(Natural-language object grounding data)
*****
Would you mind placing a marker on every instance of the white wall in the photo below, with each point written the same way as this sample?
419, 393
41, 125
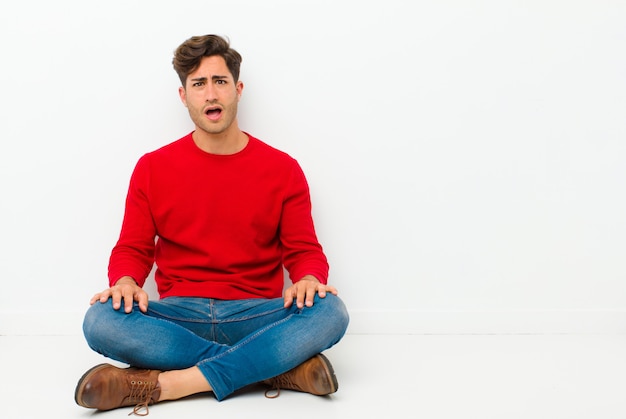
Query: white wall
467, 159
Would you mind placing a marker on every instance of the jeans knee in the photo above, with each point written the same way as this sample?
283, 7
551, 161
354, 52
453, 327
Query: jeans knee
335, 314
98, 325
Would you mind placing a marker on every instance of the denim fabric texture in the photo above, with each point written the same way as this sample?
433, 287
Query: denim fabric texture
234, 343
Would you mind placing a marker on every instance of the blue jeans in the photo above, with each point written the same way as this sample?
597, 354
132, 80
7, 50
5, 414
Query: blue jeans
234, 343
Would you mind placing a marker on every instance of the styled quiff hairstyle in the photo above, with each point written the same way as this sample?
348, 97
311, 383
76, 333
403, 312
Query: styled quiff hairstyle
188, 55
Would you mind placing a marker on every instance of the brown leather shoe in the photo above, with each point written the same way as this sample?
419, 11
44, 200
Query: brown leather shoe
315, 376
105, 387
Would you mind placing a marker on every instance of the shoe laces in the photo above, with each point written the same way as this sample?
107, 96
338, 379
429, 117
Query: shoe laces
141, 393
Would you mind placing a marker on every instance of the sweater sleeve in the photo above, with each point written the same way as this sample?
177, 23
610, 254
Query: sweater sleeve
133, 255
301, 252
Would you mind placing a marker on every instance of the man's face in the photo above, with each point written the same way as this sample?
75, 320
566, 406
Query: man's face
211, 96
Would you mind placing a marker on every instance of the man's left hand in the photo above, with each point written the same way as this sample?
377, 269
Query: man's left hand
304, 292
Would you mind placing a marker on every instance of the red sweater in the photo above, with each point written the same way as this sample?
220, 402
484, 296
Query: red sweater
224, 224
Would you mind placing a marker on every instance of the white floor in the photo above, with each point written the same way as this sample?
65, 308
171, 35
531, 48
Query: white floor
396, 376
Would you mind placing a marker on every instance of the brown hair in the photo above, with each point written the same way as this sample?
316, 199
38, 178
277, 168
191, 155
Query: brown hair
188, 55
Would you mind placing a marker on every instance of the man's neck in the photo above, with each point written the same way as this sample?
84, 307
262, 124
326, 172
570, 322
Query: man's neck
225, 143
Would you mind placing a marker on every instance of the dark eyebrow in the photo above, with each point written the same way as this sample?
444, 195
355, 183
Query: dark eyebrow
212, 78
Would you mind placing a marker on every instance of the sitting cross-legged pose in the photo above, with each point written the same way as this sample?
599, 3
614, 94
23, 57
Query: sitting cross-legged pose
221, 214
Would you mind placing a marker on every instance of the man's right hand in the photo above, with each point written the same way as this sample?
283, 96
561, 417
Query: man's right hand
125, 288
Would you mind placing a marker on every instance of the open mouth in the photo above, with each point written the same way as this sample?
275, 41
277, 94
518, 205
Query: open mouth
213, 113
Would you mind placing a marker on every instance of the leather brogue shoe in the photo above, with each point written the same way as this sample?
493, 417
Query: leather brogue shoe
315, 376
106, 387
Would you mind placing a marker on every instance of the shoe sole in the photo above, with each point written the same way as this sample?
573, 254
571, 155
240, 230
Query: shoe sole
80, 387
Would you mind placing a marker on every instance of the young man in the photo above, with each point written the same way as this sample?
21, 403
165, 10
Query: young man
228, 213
*****
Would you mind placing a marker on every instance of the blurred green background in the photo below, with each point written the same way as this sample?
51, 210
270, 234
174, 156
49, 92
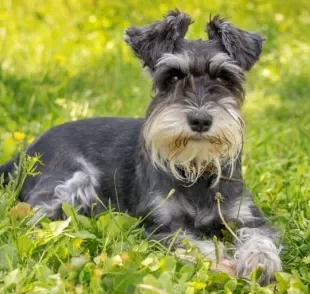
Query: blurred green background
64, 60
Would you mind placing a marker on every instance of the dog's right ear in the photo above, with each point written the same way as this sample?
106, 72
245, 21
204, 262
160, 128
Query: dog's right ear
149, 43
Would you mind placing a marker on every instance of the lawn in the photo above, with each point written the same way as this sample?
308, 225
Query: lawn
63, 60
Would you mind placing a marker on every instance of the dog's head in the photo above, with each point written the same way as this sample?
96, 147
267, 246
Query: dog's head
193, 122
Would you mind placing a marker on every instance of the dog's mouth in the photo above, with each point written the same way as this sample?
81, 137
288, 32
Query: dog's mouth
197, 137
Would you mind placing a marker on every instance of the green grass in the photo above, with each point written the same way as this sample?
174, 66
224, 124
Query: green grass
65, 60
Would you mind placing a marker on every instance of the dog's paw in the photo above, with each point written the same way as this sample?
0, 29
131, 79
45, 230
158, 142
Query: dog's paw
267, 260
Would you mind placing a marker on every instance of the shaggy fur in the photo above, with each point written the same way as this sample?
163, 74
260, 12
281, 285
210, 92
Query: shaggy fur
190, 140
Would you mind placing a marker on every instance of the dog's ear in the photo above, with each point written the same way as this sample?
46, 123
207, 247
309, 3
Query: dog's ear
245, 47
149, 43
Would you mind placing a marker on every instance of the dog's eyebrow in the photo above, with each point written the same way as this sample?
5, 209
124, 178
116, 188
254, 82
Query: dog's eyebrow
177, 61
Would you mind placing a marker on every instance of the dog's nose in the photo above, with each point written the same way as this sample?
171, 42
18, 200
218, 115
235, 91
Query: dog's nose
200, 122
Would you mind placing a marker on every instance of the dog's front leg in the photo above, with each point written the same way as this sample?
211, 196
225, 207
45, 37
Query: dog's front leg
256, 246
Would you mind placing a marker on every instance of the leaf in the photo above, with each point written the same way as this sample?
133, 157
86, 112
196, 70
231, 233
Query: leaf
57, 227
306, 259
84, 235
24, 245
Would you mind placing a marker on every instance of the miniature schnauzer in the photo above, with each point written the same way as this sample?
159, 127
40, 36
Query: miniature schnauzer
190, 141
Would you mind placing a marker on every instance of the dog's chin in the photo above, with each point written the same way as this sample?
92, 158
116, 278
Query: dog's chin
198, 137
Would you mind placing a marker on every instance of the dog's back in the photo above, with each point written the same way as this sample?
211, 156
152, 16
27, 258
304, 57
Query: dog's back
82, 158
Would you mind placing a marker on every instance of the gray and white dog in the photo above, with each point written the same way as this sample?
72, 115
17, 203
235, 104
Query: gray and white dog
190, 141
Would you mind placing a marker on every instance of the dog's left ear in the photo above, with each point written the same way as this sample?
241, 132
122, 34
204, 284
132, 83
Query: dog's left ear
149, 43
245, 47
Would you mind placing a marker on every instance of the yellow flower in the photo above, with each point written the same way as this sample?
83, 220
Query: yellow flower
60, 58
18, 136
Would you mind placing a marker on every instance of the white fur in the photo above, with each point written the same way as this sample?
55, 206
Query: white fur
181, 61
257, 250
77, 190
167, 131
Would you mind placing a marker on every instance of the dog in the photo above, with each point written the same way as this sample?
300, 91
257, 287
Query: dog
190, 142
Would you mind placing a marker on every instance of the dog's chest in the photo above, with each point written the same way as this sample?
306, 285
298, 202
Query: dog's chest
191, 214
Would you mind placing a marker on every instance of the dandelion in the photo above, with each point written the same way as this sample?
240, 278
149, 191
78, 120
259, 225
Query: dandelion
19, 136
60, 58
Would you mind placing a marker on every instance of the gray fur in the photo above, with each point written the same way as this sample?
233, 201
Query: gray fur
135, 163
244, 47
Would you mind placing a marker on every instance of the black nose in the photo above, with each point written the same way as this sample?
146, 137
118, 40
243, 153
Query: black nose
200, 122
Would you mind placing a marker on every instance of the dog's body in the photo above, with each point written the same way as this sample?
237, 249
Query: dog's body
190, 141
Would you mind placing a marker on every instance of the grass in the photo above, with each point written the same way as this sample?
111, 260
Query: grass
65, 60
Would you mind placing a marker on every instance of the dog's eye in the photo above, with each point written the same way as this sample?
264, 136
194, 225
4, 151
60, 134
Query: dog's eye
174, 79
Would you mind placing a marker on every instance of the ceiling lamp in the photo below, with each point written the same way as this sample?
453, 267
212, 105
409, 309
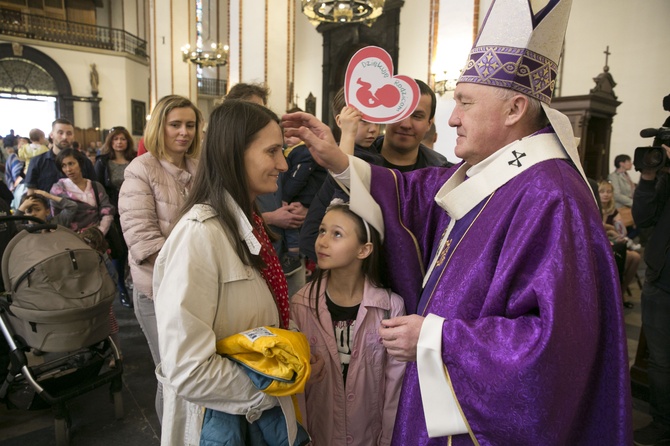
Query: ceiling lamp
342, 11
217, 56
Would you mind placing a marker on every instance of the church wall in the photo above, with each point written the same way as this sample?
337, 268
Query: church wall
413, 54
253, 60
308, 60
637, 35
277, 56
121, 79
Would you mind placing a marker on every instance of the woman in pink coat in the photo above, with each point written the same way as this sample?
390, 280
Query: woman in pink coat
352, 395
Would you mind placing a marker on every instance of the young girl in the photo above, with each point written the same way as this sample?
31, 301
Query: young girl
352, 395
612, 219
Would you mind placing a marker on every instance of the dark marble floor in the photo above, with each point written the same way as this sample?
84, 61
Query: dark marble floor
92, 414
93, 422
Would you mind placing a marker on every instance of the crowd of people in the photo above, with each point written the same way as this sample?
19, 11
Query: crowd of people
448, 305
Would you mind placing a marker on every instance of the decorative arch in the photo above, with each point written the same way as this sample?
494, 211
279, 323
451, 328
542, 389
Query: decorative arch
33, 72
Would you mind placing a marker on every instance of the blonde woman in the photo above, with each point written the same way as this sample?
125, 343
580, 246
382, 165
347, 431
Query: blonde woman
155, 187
*****
YOUR GOAL -
From the line holding "the white wall" to the line holding "of the jeans", both included, retype the entries above exactly and drop the pictures.

SOLUTION TO THIS EXERCISE -
Would you mind placing a marker on every instance of the white wall in the photo below, with each point written the same way as this sample?
419, 393
41, 125
Query: white wall
467, 159
Would you mind placing a marker on every instance of the jeans knee in the photo above, with each point written the same way as this sample?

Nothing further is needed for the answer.